Text passage:

------------------------

Forest Buffet: Blight of the White-Tailed Deer

By MEREDITH HAAS/ecoRI News contributor

NORTH KINGSTOWN, R.I. — East Coast forests are literally being eaten away, according to Thomas Rawinski of the USDA Forest Service. “I’m convinced that deer are the single greatest threat to eastern forests,” he said during his March 29 presentation at a Rhode Island History Survey conference entitled “Trends in Human-Wildlife Interaction” that was held at the Quonset ‘O’ Club.

Deer impair a forest’s ability to regenerate by attacking native species and consuming everything in sight, he said, noting that we’re seeing major shifts ecologically as deer have overwhelmed and drastically changed the landscape and culturally by how society views nature and its role within it.

“Rhode Island forests were much different 25 years ago,” Rawinski said. “I love deer, but I hate what people have allowed them to do to Rhode Island forests.”

The crux of the problem, he said, is that deer increase the economic and esthetic benefits, but also cause more harm because there are so adaptable and such a prolific prey species. “They’re adaptable and can live amongst us,” Rawinski said. “They’ve beguiled us with beauty and grace.”

White-tailed deer are selective eaters when there is an abundance of food, but as their population increases their diet shifts to low-preference species and increases impact on plants such as viburnum, pink lady slippers, wild sarsaparilla and American beech. As a result of their voracious appetite, diversity in plant species is lost and impairs a forest from regenerating.

It’s a human-caused problem that revolves around the predator control issue, Rawinski said. “We tried to gentrify nature and exclude unsavory characters,” he said, noting that hunters and other predators are seen as unsavory characters. “Nature has its own rules and deer come back with a vengeance when land is used for passive recreation.”

------------------------

Extracted entries:
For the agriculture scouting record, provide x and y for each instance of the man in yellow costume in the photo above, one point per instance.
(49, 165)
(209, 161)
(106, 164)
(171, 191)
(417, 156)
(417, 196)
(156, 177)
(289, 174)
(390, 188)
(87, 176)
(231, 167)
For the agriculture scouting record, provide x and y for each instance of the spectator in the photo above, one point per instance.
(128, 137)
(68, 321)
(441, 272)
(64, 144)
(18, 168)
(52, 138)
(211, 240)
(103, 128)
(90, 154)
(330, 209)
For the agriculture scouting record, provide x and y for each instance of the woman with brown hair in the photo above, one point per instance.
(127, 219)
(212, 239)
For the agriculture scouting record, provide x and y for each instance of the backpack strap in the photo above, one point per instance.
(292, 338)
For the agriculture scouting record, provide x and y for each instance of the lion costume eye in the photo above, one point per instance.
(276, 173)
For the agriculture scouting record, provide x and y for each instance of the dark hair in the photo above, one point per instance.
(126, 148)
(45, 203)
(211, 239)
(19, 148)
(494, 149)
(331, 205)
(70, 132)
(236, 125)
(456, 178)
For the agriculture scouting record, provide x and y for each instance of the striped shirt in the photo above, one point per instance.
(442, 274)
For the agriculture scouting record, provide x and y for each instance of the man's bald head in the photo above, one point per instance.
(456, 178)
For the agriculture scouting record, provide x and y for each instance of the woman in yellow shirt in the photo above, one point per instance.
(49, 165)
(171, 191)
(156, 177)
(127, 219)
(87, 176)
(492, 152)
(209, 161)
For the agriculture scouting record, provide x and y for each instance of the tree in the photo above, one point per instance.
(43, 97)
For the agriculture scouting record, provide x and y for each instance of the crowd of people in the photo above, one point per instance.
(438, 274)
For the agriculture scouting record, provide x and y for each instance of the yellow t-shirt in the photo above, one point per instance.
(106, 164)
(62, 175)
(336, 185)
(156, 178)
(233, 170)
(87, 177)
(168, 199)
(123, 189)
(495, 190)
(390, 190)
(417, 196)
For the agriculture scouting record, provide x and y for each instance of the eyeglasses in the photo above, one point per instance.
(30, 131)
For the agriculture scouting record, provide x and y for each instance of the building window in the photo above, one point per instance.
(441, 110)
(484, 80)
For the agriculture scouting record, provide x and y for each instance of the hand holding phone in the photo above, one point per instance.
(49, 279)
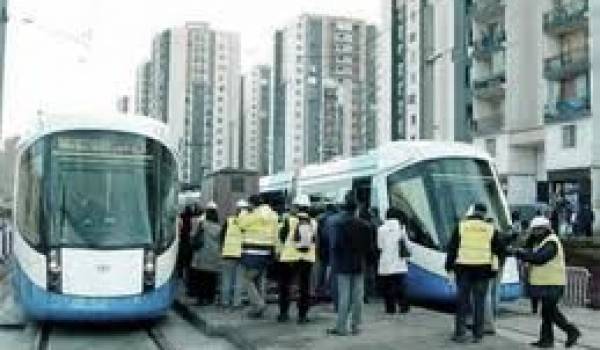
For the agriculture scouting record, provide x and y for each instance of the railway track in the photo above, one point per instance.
(171, 333)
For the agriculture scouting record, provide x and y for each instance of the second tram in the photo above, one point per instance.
(432, 183)
(95, 214)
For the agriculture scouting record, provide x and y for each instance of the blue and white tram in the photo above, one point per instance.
(432, 183)
(95, 215)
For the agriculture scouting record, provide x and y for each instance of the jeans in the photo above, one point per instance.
(253, 279)
(287, 272)
(394, 292)
(491, 304)
(350, 300)
(551, 316)
(321, 280)
(471, 292)
(231, 283)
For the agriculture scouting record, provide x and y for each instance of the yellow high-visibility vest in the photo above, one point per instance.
(495, 263)
(232, 244)
(289, 251)
(552, 273)
(475, 242)
(259, 228)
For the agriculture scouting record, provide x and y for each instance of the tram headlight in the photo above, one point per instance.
(54, 271)
(149, 270)
(54, 263)
(149, 263)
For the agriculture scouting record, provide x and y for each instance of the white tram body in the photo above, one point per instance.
(432, 183)
(95, 218)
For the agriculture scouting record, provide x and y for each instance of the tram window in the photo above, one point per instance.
(29, 198)
(411, 200)
(434, 195)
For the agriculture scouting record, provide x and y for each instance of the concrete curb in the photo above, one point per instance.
(231, 334)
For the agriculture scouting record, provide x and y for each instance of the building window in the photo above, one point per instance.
(413, 16)
(569, 136)
(412, 37)
(490, 146)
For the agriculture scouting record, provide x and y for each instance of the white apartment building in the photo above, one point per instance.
(423, 84)
(256, 119)
(195, 89)
(143, 86)
(320, 90)
(534, 80)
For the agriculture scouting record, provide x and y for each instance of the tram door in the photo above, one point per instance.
(361, 187)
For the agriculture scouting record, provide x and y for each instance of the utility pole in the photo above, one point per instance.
(3, 25)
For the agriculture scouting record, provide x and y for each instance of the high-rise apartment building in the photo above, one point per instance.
(3, 23)
(257, 119)
(143, 88)
(195, 89)
(535, 99)
(320, 89)
(423, 81)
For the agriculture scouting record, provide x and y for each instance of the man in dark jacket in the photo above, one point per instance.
(470, 256)
(323, 249)
(547, 281)
(352, 248)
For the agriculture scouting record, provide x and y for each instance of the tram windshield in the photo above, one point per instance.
(99, 189)
(434, 195)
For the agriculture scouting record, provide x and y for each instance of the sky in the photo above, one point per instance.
(78, 56)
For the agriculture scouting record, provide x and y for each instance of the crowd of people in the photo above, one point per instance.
(345, 252)
(475, 255)
(340, 254)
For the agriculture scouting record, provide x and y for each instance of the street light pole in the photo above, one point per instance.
(3, 24)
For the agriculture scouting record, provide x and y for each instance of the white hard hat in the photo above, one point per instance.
(301, 201)
(540, 221)
(242, 204)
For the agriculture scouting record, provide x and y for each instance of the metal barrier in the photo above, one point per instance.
(577, 293)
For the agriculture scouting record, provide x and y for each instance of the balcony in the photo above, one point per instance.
(490, 88)
(485, 11)
(488, 125)
(568, 64)
(488, 45)
(566, 18)
(567, 110)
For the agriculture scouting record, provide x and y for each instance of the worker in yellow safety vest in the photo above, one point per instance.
(547, 281)
(258, 229)
(470, 257)
(297, 239)
(231, 273)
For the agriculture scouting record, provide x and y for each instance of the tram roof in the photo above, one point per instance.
(388, 156)
(139, 125)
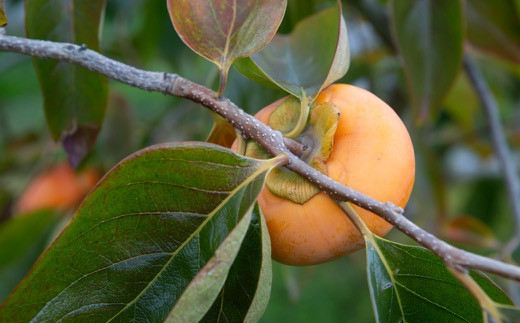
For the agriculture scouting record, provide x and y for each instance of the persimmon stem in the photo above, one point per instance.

------------------------

Required action 1: List every plant named in the article on deer and eastern forests.
Required action 2: Update the article on deer and eastern forests from "By MEREDITH HAAS/ecoRI" to "at the Quonset ‘O’ Club.", changing "conference" to "symposium".
The entries above come from a separate source.

Task output 1: viburnum, pink lady slippers, wild sarsaparilla, American beech

Task output 2:
By MEREDITH HAAS/ecoRI News contributor

NORTH KINGSTOWN, R.I. — East Coast forests are literally being eaten away, according to Thomas Rawinski of the USDA Forest Service. “I’m convinced that deer are the single greatest threat to eastern forests,” he said during his March 29 presentation at a Rhode Island History Survey symposium entitled “Trends in Human-Wildlife Interaction” that was held at the Quonset ‘O’ Club.